[Your task]:
Please continue the editorial below on the West Contra Costa school board race, starting right after its final sentence.

[Text]:
%%
Posted by xaviervir on October 15, 2014

Contra Costa Times editorial: Cuevas, Donoso and Block for West Contra Costa school board
Contra Costa Times editorial © 2014 Bay Area News Group
POSTED: 10/12/2014 04:00:00 PM PDT21 COMMENTS

Editorial board meeting West Contra Costa school board candidates
West Contra Costa, the school district currently facing a federal investigation of its out-of-control bond construction program, remains a mismanaged operation in desperate need of new leadership.

Fortunately, three solid school board candidates seek to bring change, restore fiscal discipline to the district, focus on the needs of the students and give teachers the support they need to educate children.

After years of having to choose from fields of poor candidates, district residents in the Nov. 4 election can cast votes for a trio with excellent credentials:
Valerie Cuevas serves as acting executive director of Education Trust West, an Oakland-based advocacy group seeking to close the achievement gap affecting students of color or low-income.

Raquel Donoso runs a $30 million federally funded program in San Francisco to help low-income children succeed in school. She’s also the parent of a West Contra Costa student and actively involved in the district.
%%
[Data excerpts]:
%%
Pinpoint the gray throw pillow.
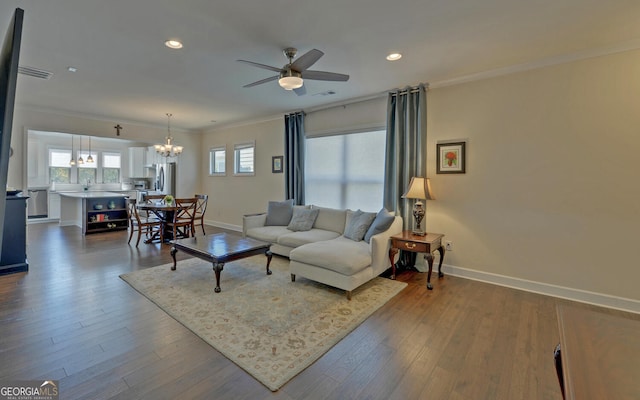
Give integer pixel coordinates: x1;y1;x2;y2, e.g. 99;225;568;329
364;208;396;243
264;199;293;226
343;210;376;242
287;208;319;232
%%
[The result]:
Elizabeth Block, a school principal, led the turnaround of a Bay Point elementary school before she retired in 2012. She was also a special education administrator and school psychologist, has lived in the district for 35 years and sent her now-grown sons to its schools.
These are articulate, thoughtful candidates who know and care deeply about education. What a breath of fresh air. And just in time.

Until this year’s California education-funding reform, the district’s per-student income and expenditures were above state average, and the highest of large districts in Contra Costa. But teacher salaries were below the state average and nearly the lowest in the county.

Meanwhile, after making meaningful reductions to its retiree health program in 2010, the district has failed to make the minimum installment payments on the remaining debt, currently a staggering $365 million.

Most significantly, there’s the district’s mammoth school construction program, for which voters have authorized $1.6 billion in bonds. Since 1999, the district has issued more construction bonds than any California K-12 district, except the much larger ones in Los Angeles and San Diego. It has also sought the most state waivers of its legal bonding limit. No other district comes close.

The school board and superintendent say it’s not enough. Fortunately, voters in June finally drew the line, rejecting the district’s seventh appeal for more bonding authority.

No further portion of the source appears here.